>> BEGIN Input rows

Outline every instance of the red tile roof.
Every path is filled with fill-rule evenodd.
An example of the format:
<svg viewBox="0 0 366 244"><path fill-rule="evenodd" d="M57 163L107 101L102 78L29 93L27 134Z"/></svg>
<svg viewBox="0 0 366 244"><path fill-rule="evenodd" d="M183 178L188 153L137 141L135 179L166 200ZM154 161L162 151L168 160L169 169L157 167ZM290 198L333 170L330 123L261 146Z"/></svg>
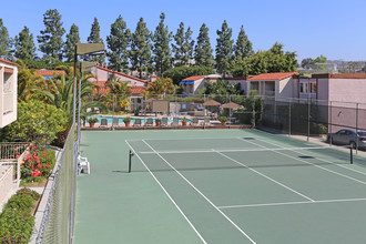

>> END Input rows

### Brief
Quote all of the items above verbatim, but omit the picture.

### Finished task
Outline every instance of the red tile roof.
Every path is filled with fill-rule evenodd.
An example of the format:
<svg viewBox="0 0 366 244"><path fill-rule="evenodd" d="M57 163L107 101L102 78L29 93L27 134Z"/></svg>
<svg viewBox="0 0 366 244"><path fill-rule="evenodd" d="M183 178L188 153L137 141L135 179L166 200ZM154 161L162 151L168 160L169 169L157 167ZM290 198L333 170L330 123L261 146Z"/></svg>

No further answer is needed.